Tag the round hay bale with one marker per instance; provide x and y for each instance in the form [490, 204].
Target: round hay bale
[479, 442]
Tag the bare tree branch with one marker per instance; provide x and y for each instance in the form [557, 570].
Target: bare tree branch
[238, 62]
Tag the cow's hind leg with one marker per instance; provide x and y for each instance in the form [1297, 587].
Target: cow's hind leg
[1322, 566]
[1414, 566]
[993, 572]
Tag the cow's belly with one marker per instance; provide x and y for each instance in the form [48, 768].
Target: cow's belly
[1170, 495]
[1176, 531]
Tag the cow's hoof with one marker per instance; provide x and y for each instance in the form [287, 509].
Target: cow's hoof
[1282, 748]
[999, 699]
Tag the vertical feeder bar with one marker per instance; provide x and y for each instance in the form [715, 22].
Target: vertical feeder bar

+===+

■ **OBJECTIVE**: Please present all the lines above as a numbered list, omitting any blank lines.

■ **SOLUTION TO THIS EXERCISE**:
1. Tag the round hay bale with one marker per instance; provide x and y for each instance in the form [490, 204].
2. Target: round hay bale
3. [479, 442]
4. Tag the bare tree branch with one marker per instance; provide x and y for each instance in the form [557, 570].
5. Target: bare tree branch
6. [238, 62]
7. Tag the cow's hind leg with one marker per instance; provide x and y for each instance in the form [1297, 587].
8. Target: cow's hind leg
9. [1322, 566]
10. [1414, 566]
11. [993, 572]
12. Tag the cow's belly with one marker per instance; provide x and y for each instance in the form [48, 768].
13. Target: cow's belly
14. [1170, 495]
15. [1176, 531]
16. Tag the cow's hoof with one marker per instance; provide x and y for each instance in the form [287, 509].
17. Target: cow's hoof
18. [1282, 748]
19. [999, 699]
20. Tag the vertical feeder bar with one marker per instance; provide x and y for each instance in the form [715, 22].
21. Target: vertical feeder bar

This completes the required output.